(Excerpts of pointing data)
:::::

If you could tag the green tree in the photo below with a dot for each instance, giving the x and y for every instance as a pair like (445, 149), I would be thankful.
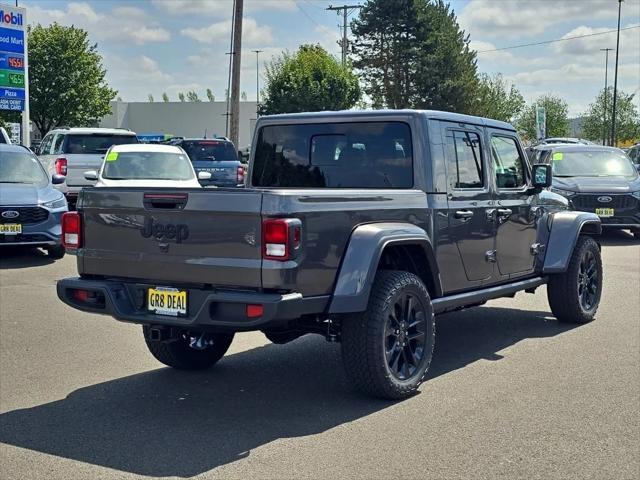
(66, 78)
(556, 117)
(595, 124)
(308, 80)
(192, 96)
(497, 98)
(413, 54)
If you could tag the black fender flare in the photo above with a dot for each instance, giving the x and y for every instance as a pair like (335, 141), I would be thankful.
(565, 227)
(362, 256)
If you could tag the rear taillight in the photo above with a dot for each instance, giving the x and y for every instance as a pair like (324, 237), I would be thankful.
(61, 166)
(281, 238)
(71, 230)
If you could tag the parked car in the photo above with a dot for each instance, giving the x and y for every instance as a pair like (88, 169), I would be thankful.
(146, 165)
(73, 151)
(30, 207)
(4, 136)
(596, 179)
(358, 226)
(216, 156)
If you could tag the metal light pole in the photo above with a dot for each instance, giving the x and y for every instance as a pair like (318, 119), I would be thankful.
(606, 69)
(257, 52)
(615, 82)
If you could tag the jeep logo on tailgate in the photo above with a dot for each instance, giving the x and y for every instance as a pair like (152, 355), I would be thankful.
(168, 231)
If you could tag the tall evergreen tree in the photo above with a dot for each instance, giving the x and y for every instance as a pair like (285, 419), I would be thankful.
(413, 54)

:::::

Express the lines of the records above as a numbered list, dropping the blank lines and leaving the pictures out.

* [Exercise answer]:
1. If you could tag the green tree in the photo below with a dot for each instance, giving the x and y for every instance as a pair like (445, 149), I would be thankful.
2. (66, 78)
3. (556, 117)
4. (595, 124)
5. (308, 80)
6. (192, 96)
7. (497, 98)
8. (413, 54)
9. If you could tag the black fender flare in the photo above with a dot for each instance, giving the x and y for every instance as a pair like (335, 141), I would be thankful.
10. (565, 227)
11. (362, 256)
12. If you could tag the rear taillight in the photo above with a dot for each instance, giving the x and y for every instance as a pair like (324, 237), I would be thankful.
13. (61, 166)
14. (281, 238)
15. (71, 230)
16. If you could tag the parked car in the photo above with a dot for each instance, giving the x and y for every instance as a pair like (88, 169), I would be thankful.
17. (146, 165)
18. (73, 151)
19. (30, 207)
20. (4, 136)
21. (596, 179)
22. (358, 226)
23. (216, 156)
24. If you could tag the metal light pole in the photo above with a dot for each instance, giving the x and y for every instance as a pair like (318, 119), I would be thankful.
25. (606, 69)
26. (257, 52)
27. (615, 82)
28. If you could tag the jeep logo on tailgate in the photo above with a dot for each instance, giving the x and y for every instance as a pair like (152, 355), I would be thankful.
29. (168, 231)
30. If you could tag the tall evergreen tree in the photo above with a dot for each instance, giving the x and y for every instance as a pair like (285, 419), I would be thankful.
31. (413, 54)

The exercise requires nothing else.